**Items from a dataset:**
*** Block opens ***

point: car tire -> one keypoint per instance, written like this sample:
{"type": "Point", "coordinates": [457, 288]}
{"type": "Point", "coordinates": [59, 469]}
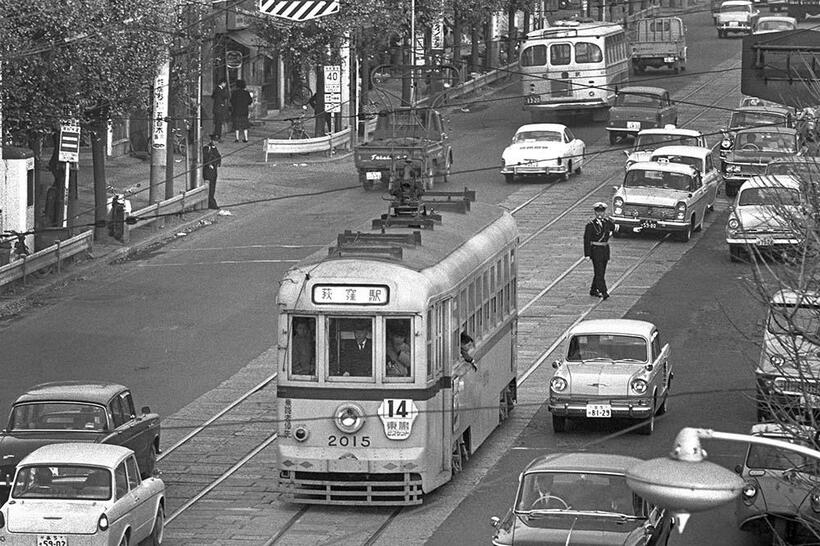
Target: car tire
{"type": "Point", "coordinates": [158, 532]}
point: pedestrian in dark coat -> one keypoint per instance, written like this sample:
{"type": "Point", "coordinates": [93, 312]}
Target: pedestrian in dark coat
{"type": "Point", "coordinates": [596, 247]}
{"type": "Point", "coordinates": [241, 101]}
{"type": "Point", "coordinates": [221, 108]}
{"type": "Point", "coordinates": [211, 161]}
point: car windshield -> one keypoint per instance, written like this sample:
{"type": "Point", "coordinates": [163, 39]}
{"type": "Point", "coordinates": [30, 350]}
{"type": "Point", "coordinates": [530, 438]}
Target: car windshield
{"type": "Point", "coordinates": [694, 162]}
{"type": "Point", "coordinates": [543, 136]}
{"type": "Point", "coordinates": [637, 99]}
{"type": "Point", "coordinates": [773, 458]}
{"type": "Point", "coordinates": [608, 346]}
{"type": "Point", "coordinates": [57, 416]}
{"type": "Point", "coordinates": [657, 179]}
{"type": "Point", "coordinates": [756, 119]}
{"type": "Point", "coordinates": [766, 142]}
{"type": "Point", "coordinates": [652, 141]}
{"type": "Point", "coordinates": [62, 482]}
{"type": "Point", "coordinates": [769, 196]}
{"type": "Point", "coordinates": [575, 491]}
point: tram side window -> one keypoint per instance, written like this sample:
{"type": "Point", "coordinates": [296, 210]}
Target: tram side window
{"type": "Point", "coordinates": [303, 346]}
{"type": "Point", "coordinates": [398, 350]}
{"type": "Point", "coordinates": [350, 346]}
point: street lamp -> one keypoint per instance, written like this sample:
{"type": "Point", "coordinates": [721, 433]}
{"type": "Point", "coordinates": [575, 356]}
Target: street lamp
{"type": "Point", "coordinates": [684, 482]}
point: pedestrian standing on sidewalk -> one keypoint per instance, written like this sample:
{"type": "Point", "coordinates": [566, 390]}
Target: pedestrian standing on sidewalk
{"type": "Point", "coordinates": [241, 101]}
{"type": "Point", "coordinates": [211, 161]}
{"type": "Point", "coordinates": [596, 247]}
{"type": "Point", "coordinates": [220, 108]}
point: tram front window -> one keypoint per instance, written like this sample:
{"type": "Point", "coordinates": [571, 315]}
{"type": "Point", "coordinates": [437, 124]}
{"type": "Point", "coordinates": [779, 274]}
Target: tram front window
{"type": "Point", "coordinates": [397, 363]}
{"type": "Point", "coordinates": [350, 342]}
{"type": "Point", "coordinates": [303, 346]}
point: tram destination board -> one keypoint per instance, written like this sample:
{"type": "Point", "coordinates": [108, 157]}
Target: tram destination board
{"type": "Point", "coordinates": [782, 67]}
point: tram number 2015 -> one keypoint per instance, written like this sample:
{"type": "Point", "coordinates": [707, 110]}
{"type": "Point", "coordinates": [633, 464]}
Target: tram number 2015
{"type": "Point", "coordinates": [348, 441]}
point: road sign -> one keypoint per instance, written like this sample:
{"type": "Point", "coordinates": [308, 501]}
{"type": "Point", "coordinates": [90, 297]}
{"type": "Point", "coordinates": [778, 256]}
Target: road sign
{"type": "Point", "coordinates": [69, 149]}
{"type": "Point", "coordinates": [333, 89]}
{"type": "Point", "coordinates": [299, 10]}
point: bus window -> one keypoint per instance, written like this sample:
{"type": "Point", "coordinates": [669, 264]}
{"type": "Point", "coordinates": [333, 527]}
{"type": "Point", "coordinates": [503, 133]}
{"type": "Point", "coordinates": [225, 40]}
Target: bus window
{"type": "Point", "coordinates": [350, 344]}
{"type": "Point", "coordinates": [560, 54]}
{"type": "Point", "coordinates": [398, 351]}
{"type": "Point", "coordinates": [534, 56]}
{"type": "Point", "coordinates": [586, 52]}
{"type": "Point", "coordinates": [303, 346]}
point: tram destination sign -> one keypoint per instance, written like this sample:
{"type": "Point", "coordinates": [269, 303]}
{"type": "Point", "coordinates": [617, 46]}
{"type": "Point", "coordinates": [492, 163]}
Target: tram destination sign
{"type": "Point", "coordinates": [351, 294]}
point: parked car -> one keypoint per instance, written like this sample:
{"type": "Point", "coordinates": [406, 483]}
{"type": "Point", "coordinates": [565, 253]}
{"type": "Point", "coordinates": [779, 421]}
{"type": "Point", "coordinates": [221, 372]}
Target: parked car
{"type": "Point", "coordinates": [666, 197]}
{"type": "Point", "coordinates": [612, 368]}
{"type": "Point", "coordinates": [767, 214]}
{"type": "Point", "coordinates": [787, 375]}
{"type": "Point", "coordinates": [82, 494]}
{"type": "Point", "coordinates": [774, 23]}
{"type": "Point", "coordinates": [649, 139]}
{"type": "Point", "coordinates": [638, 107]}
{"type": "Point", "coordinates": [736, 16]}
{"type": "Point", "coordinates": [76, 411]}
{"type": "Point", "coordinates": [541, 149]}
{"type": "Point", "coordinates": [580, 498]}
{"type": "Point", "coordinates": [781, 496]}
{"type": "Point", "coordinates": [699, 159]}
{"type": "Point", "coordinates": [752, 151]}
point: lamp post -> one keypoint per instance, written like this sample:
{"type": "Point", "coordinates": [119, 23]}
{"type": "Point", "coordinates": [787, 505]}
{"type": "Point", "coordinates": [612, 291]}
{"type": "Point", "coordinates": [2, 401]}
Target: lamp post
{"type": "Point", "coordinates": [685, 482]}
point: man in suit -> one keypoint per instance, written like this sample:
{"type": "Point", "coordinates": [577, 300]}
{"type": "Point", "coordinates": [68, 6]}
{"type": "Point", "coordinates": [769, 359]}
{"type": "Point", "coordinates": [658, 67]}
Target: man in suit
{"type": "Point", "coordinates": [357, 353]}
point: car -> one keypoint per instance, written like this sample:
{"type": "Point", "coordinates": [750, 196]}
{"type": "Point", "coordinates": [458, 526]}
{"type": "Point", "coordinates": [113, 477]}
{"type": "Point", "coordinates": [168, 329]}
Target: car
{"type": "Point", "coordinates": [752, 151]}
{"type": "Point", "coordinates": [580, 498]}
{"type": "Point", "coordinates": [699, 159]}
{"type": "Point", "coordinates": [648, 140]}
{"type": "Point", "coordinates": [746, 117]}
{"type": "Point", "coordinates": [640, 107]}
{"type": "Point", "coordinates": [736, 16]}
{"type": "Point", "coordinates": [768, 214]}
{"type": "Point", "coordinates": [612, 368]}
{"type": "Point", "coordinates": [781, 495]}
{"type": "Point", "coordinates": [664, 197]}
{"type": "Point", "coordinates": [541, 149]}
{"type": "Point", "coordinates": [77, 411]}
{"type": "Point", "coordinates": [774, 23]}
{"type": "Point", "coordinates": [69, 494]}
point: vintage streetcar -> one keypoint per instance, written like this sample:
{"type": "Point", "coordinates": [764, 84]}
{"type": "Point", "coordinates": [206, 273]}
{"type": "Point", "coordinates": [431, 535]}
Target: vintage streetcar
{"type": "Point", "coordinates": [396, 352]}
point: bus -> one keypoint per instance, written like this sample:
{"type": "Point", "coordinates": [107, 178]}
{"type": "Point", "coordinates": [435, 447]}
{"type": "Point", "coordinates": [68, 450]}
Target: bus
{"type": "Point", "coordinates": [573, 66]}
{"type": "Point", "coordinates": [396, 354]}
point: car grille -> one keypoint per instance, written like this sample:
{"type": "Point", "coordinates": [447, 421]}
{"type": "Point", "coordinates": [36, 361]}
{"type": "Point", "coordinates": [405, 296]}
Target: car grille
{"type": "Point", "coordinates": [646, 211]}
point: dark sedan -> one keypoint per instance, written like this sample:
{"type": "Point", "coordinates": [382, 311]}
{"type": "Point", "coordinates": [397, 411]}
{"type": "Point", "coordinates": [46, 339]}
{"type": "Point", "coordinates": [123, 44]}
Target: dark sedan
{"type": "Point", "coordinates": [75, 411]}
{"type": "Point", "coordinates": [580, 499]}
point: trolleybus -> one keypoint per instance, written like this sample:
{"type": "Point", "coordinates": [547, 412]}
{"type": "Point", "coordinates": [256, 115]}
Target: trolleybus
{"type": "Point", "coordinates": [573, 66]}
{"type": "Point", "coordinates": [377, 403]}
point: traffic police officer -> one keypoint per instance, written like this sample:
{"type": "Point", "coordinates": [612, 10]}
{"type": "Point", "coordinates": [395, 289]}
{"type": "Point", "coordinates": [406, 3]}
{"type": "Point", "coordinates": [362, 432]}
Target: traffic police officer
{"type": "Point", "coordinates": [596, 247]}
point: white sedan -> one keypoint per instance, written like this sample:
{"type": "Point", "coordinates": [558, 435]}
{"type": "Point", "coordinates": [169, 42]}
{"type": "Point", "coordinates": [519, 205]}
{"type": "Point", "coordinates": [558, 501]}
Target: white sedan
{"type": "Point", "coordinates": [542, 149]}
{"type": "Point", "coordinates": [80, 493]}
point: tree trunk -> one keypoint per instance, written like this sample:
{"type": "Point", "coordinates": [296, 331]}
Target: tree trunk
{"type": "Point", "coordinates": [98, 131]}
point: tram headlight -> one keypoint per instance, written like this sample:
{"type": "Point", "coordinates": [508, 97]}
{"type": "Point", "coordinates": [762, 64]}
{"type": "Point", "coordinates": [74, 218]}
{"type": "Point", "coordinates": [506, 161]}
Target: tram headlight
{"type": "Point", "coordinates": [349, 417]}
{"type": "Point", "coordinates": [301, 433]}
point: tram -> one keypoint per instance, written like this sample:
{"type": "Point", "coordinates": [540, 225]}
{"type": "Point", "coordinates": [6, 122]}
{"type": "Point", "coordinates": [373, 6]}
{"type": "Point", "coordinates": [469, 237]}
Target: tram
{"type": "Point", "coordinates": [573, 66]}
{"type": "Point", "coordinates": [396, 353]}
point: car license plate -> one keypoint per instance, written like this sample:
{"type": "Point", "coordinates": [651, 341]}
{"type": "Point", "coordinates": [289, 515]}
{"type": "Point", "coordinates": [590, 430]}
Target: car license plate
{"type": "Point", "coordinates": [599, 410]}
{"type": "Point", "coordinates": [52, 540]}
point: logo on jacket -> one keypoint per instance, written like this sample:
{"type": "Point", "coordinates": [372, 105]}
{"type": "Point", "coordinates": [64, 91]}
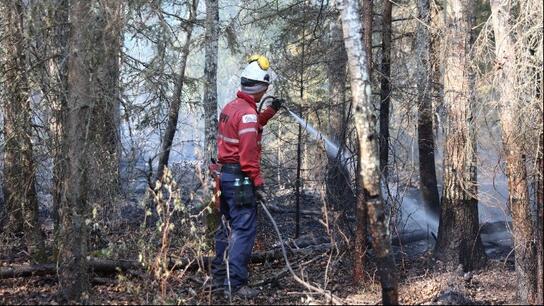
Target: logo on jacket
{"type": "Point", "coordinates": [249, 118]}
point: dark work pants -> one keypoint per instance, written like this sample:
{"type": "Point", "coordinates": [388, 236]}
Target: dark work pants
{"type": "Point", "coordinates": [242, 223]}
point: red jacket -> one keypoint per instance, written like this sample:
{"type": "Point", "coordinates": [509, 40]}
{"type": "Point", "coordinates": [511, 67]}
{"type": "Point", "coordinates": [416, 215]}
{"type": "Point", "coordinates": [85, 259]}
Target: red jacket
{"type": "Point", "coordinates": [239, 135]}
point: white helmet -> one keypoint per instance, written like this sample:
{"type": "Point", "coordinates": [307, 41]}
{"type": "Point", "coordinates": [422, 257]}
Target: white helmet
{"type": "Point", "coordinates": [257, 69]}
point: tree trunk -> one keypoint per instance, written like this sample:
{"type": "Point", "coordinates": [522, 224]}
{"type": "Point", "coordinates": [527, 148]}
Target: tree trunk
{"type": "Point", "coordinates": [510, 108]}
{"type": "Point", "coordinates": [210, 73]}
{"type": "Point", "coordinates": [427, 172]}
{"type": "Point", "coordinates": [458, 238]}
{"type": "Point", "coordinates": [73, 276]}
{"type": "Point", "coordinates": [385, 94]}
{"type": "Point", "coordinates": [338, 181]}
{"type": "Point", "coordinates": [369, 174]}
{"type": "Point", "coordinates": [540, 221]}
{"type": "Point", "coordinates": [173, 111]}
{"type": "Point", "coordinates": [19, 172]}
{"type": "Point", "coordinates": [104, 152]}
{"type": "Point", "coordinates": [57, 91]}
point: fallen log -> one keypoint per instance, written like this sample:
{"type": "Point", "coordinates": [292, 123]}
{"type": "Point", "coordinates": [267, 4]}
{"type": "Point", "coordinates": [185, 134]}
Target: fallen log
{"type": "Point", "coordinates": [276, 209]}
{"type": "Point", "coordinates": [108, 266]}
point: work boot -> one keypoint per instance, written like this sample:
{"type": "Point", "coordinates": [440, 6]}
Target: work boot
{"type": "Point", "coordinates": [244, 292]}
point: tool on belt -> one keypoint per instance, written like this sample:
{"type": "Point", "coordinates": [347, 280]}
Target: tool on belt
{"type": "Point", "coordinates": [215, 172]}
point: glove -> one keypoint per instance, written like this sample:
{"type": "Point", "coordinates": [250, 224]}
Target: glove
{"type": "Point", "coordinates": [276, 103]}
{"type": "Point", "coordinates": [260, 194]}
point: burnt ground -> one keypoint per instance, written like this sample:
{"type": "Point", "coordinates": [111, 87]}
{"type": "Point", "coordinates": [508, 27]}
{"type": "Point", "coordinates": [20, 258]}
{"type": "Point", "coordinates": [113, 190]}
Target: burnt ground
{"type": "Point", "coordinates": [422, 279]}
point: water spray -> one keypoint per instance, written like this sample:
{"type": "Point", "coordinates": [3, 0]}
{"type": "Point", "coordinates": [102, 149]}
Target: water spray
{"type": "Point", "coordinates": [331, 148]}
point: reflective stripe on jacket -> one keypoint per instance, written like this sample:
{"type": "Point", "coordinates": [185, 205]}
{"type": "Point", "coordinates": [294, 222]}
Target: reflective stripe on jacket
{"type": "Point", "coordinates": [239, 135]}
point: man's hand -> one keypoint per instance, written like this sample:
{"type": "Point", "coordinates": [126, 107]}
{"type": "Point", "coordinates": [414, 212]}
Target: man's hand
{"type": "Point", "coordinates": [260, 194]}
{"type": "Point", "coordinates": [277, 103]}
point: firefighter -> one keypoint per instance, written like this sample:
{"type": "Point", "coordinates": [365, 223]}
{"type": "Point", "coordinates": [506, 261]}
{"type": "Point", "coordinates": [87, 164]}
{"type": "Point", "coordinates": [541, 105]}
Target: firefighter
{"type": "Point", "coordinates": [239, 151]}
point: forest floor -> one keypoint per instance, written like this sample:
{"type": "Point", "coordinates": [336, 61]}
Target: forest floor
{"type": "Point", "coordinates": [422, 279]}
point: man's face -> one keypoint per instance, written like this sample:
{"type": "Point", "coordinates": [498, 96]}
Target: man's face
{"type": "Point", "coordinates": [259, 96]}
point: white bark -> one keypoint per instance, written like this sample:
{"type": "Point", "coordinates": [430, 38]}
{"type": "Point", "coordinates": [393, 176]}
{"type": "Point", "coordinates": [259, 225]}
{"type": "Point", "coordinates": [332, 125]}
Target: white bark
{"type": "Point", "coordinates": [365, 122]}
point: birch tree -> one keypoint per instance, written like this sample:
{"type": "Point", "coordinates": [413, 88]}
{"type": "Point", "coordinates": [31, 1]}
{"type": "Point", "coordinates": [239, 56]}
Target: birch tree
{"type": "Point", "coordinates": [19, 171]}
{"type": "Point", "coordinates": [385, 93]}
{"type": "Point", "coordinates": [511, 110]}
{"type": "Point", "coordinates": [458, 238]}
{"type": "Point", "coordinates": [210, 74]}
{"type": "Point", "coordinates": [369, 174]}
{"type": "Point", "coordinates": [425, 139]}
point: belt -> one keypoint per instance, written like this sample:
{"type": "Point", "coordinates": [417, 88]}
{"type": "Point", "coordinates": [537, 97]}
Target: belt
{"type": "Point", "coordinates": [232, 169]}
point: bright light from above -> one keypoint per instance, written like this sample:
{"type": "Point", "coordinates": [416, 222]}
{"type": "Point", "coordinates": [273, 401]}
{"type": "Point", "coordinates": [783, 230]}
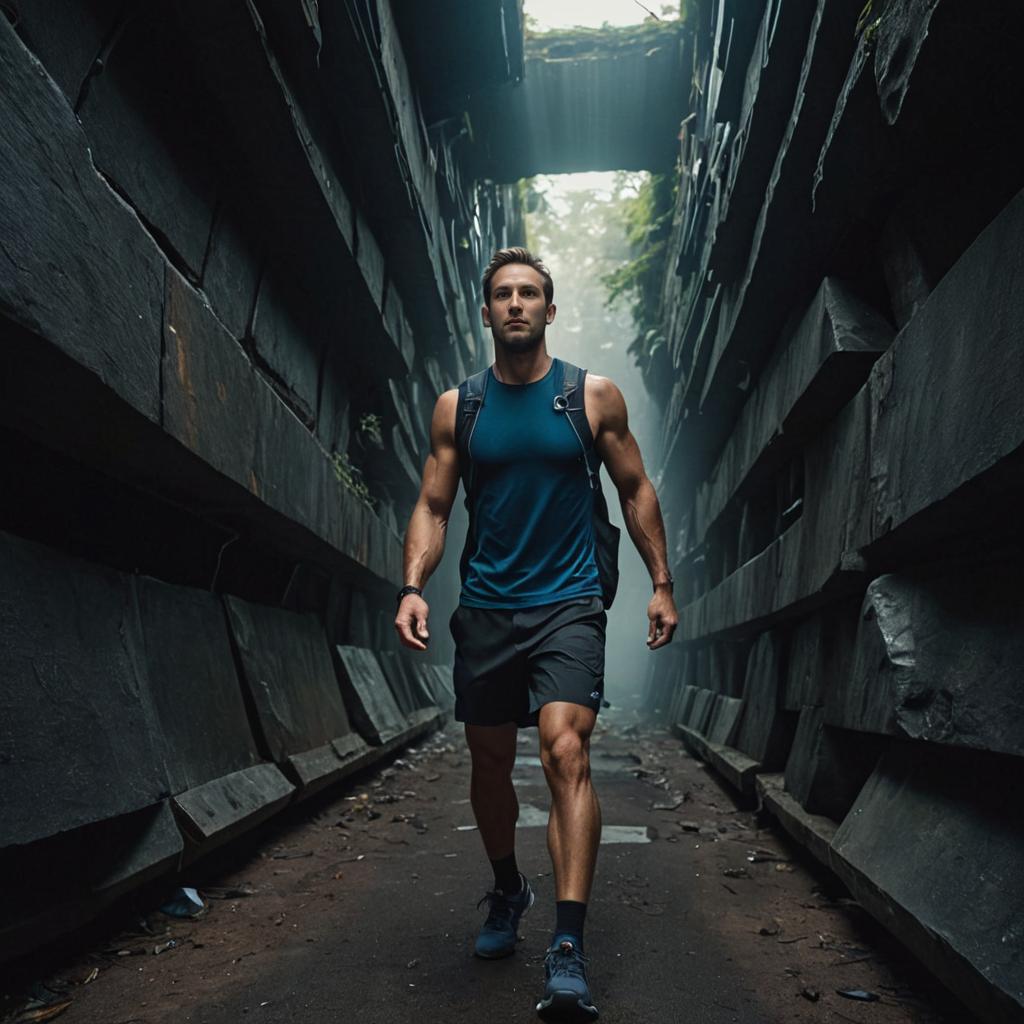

*** Block closes ***

**WHAT YOU WILL DO:** Can the lines from the start of the records through the line with "point: tram side" be given again exactly, with the pictures left out?

**EXERCISE SOLUTION:**
point: car tire -> one keypoint per instance, written like this sample:
{"type": "Point", "coordinates": [457, 288]}
{"type": "Point", "coordinates": [59, 469]}
Target: car tire
{"type": "Point", "coordinates": [158, 532]}
point: pedestrian in dark coat -> one keypoint per instance, written like this sample:
{"type": "Point", "coordinates": [93, 312]}
Target: pedestrian in dark coat
{"type": "Point", "coordinates": [596, 247]}
{"type": "Point", "coordinates": [241, 101]}
{"type": "Point", "coordinates": [221, 108]}
{"type": "Point", "coordinates": [211, 161]}
point: car windshield -> one keypoint per instance, written like this sample:
{"type": "Point", "coordinates": [163, 39]}
{"type": "Point", "coordinates": [30, 350]}
{"type": "Point", "coordinates": [530, 438]}
Target: car windshield
{"type": "Point", "coordinates": [694, 162]}
{"type": "Point", "coordinates": [543, 136]}
{"type": "Point", "coordinates": [637, 99]}
{"type": "Point", "coordinates": [773, 458]}
{"type": "Point", "coordinates": [608, 346]}
{"type": "Point", "coordinates": [57, 416]}
{"type": "Point", "coordinates": [657, 179]}
{"type": "Point", "coordinates": [756, 119]}
{"type": "Point", "coordinates": [766, 142]}
{"type": "Point", "coordinates": [652, 141]}
{"type": "Point", "coordinates": [62, 482]}
{"type": "Point", "coordinates": [769, 196]}
{"type": "Point", "coordinates": [575, 491]}
point: tram side window -> one keypoint per instance, written like this sample:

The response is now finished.